*给定文本*:
----------------
MP4 seek状态 sample读取流程

前面一篇博客详细剖析了正常情况下，按照sample的顺序从前往后读取sample数据的流程，最重要的过程在于对那几张表的充分利用，将前面那篇博客的内容搞明白后，接下来的内容其实也很简单，这篇博客主要跟踪，在seek状态下的，sample内容的读取，即任意时间点对应的sampleIndex的确定，这里还需要确定的是关键帧的sampleIndex，有了sampleIndex之后，一切就和前面的博客流程一致了，所以这篇博客的重点在于蓝色部分。

当我们在播放界面上做了一个拖动进度条的操作，放手的那一刻我们最终给代码传递了一个值：我们拖动到的视频的播放的时刻，这里以代码中的seekTimeUs表示，得到这个值之后，我们大致的流程就是通过这个值，获取对应的sampleIndex，得到sampleIndex之后我们找离这个sampleIndex附近的某一关键帧的syncSampleIndex(附近的判定原则有三种，向前，向后，前后最近，对应三个case)，得到syncSampleIndex之后，按照前一篇博客的内容，得到这个sampleIndex对应的offset和size，cts等信息，就可以送到解码器去播放。

下面就从代码上跟一下整个流程，仍然以MP4文件为例：

我们知道MP4文件的读取最后都会进入到MPEG4Extractor类的read函数中，在这个函数中首先就需要判断标志位，是否是seek的模式

status_t MPEG4Source::read(

        MediaBuffer **out, const ReadOptions *options) {

    Mutex::Autolock autoLock(mLock);

    int64_t seekTimeUs;

    ReadOptions::SeekMode mode;

    if (options && options->getSeekTo(&seekTimeUs, &mode)) { seek标志的判断

        uint32_t findFlags = 0;

        switch (mode) {

            case ReadOptions::SEEK_PREVIOUS_SYNC:

                findFlags = SampleTable::kFlagBefore;

                break;

            case ReadOptions::SEEK_NEXT_SYNC:

                findFlags = SampleTable::kFlagAfter;

                break;

            case ReadOptions::SEEK_CLOSEST_SYNC:

            case ReadOptions::SEEK_CLOSEST:

                findFlags = SampleTable::kFlagClosest;

                break;

            default:

                CHECK(!"Should not be here.");

                break;

        }

        uint32_t sampleIndex;

        status_t err = mSampleTable->findSampleAtTime(

                seekTimeUs * mTimescale / 1000000,

                &sampleIndex, findFlags);  ----------------------- 注释1

        if (mode == ReadOptions::SEEK_CLOSEST) {

            // We found the closest sample already, now we want the sync

            // sample preceding it (or the sample itself of course), even

            // if the subsequent sync sample is closer.
----------------
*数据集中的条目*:
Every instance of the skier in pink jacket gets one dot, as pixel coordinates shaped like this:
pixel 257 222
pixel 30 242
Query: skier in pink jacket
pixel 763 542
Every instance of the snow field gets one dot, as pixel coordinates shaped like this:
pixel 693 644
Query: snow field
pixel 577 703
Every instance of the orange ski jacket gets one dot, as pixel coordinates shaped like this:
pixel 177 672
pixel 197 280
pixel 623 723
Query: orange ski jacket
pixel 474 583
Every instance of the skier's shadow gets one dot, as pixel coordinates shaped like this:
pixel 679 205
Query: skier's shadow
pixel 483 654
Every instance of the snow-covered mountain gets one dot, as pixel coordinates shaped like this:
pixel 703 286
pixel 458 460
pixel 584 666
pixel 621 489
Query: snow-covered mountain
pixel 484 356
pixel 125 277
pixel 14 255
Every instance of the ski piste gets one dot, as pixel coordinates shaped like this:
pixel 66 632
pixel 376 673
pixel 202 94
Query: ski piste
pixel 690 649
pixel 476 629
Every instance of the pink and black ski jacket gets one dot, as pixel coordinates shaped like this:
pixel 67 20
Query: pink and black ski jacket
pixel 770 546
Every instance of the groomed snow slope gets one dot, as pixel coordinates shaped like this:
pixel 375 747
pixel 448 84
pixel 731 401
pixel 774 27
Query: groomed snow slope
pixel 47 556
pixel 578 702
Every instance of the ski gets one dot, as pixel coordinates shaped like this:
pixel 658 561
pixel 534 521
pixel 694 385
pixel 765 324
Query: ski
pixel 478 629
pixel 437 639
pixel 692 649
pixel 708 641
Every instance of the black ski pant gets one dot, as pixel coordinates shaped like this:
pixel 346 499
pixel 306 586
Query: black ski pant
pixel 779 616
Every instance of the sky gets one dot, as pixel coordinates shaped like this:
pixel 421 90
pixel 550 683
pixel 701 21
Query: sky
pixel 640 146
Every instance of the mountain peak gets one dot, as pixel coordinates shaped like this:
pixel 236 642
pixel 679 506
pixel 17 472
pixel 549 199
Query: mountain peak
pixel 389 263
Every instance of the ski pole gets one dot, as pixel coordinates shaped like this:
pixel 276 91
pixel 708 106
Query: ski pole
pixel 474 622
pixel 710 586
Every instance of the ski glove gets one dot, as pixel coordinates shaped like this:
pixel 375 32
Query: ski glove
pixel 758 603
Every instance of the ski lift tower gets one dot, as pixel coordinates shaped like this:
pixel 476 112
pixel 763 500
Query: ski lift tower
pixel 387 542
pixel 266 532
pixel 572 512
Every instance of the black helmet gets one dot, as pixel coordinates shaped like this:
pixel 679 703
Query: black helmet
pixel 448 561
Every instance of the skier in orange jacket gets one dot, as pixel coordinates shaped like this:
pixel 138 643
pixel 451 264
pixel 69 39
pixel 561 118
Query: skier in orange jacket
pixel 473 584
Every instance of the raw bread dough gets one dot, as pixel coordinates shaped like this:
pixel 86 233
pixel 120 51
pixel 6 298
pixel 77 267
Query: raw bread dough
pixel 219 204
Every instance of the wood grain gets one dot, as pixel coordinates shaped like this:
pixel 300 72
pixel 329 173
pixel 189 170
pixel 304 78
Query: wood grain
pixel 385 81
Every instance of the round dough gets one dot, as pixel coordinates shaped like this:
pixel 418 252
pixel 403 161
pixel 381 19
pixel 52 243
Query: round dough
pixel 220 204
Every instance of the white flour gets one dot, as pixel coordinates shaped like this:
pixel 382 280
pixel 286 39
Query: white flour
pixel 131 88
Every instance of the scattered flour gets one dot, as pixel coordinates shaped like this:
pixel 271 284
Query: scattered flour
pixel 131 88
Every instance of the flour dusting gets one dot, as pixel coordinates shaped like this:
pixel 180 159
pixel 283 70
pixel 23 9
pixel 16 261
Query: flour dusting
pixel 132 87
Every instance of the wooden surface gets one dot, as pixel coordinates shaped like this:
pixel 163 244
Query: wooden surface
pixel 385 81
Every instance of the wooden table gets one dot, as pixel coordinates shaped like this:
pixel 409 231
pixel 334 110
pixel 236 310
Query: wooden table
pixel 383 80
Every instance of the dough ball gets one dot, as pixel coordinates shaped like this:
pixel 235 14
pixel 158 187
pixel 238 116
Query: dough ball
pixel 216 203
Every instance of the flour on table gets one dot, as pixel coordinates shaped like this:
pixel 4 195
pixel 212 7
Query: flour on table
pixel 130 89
----------------
*你的任务*:
(a) 根据这篇MP4 seek文章，寻找关键帧时“附近”的判定原则有哪几种？
(b) 请将这篇MP4 seek文章中以“当我们在播放界面上”开头的段落改写成简短的要点列表，保留其主要信息。
(c) 请从这篇MP4 seek文章中原样抄录一段文字，从“MP4 seek状态 sample读取流程”开始，到“息，就可以送到解码器去播放。”结束。
这些记录与本练习无关。

*练习答案*:
(a) 有三种：向前、向后、前后最近，分别对应三个case。

(b)
- 拖动进度条并松手后，代码会收到拖动到的视频播放时刻，代码中用seekTimeUs表示。
- 根据seekTimeUs获取对应的sampleIndex。
- 在该sampleIndex附近寻找某一关键帧的syncSampleIndex。附近的判定原则有三种：向前、向后、前后最近，对应三个case。
- 得到syncSampleIndex后，按前一篇博客的方法取得对应的offset、size、cts等信息，再送到解码器播放。

(c)
MP4 seek状态 sample读取流程

前面一篇博客详细剖析了正常情况下，按照sample的顺序从前往后读取sample数据的流程，最重要的过程在于对那几张表的充分利用，将前面那篇博客的内容搞明白后，接下来的内容其实也很简单，这篇博客主要跟踪，在seek状态下的，sample内容的读取，即任意时间点对应的sampleIndex的确定，这里还需要确定的是关键帧的sampleIndex，有了sampleIndex之后，一切就和前面的博客流程一致了，所以这篇博客的重点在于蓝色部分。

当我们在播放界面上做了一个拖动进度条的操作，放手的那一刻我们最终给代码传递了一个值：我们拖动到的视频的播放的时刻，这里以代码中的seekTimeUs表示，得到这个值之后，我们大致的流程就是通过这个值，获取对应的sampleIndex，得到sampleIndex之后我们找离这个sampleIndex附近的某一关键帧的syncSampleIndex(附近的判定原则有三种，向前，向后，前后最近，对应三个case)，得到syncSampleIndex之后，按照前一篇博客的内容，得到这个sampleIndex对应的offset和size，cts等信息，就可以送到解码器去播放。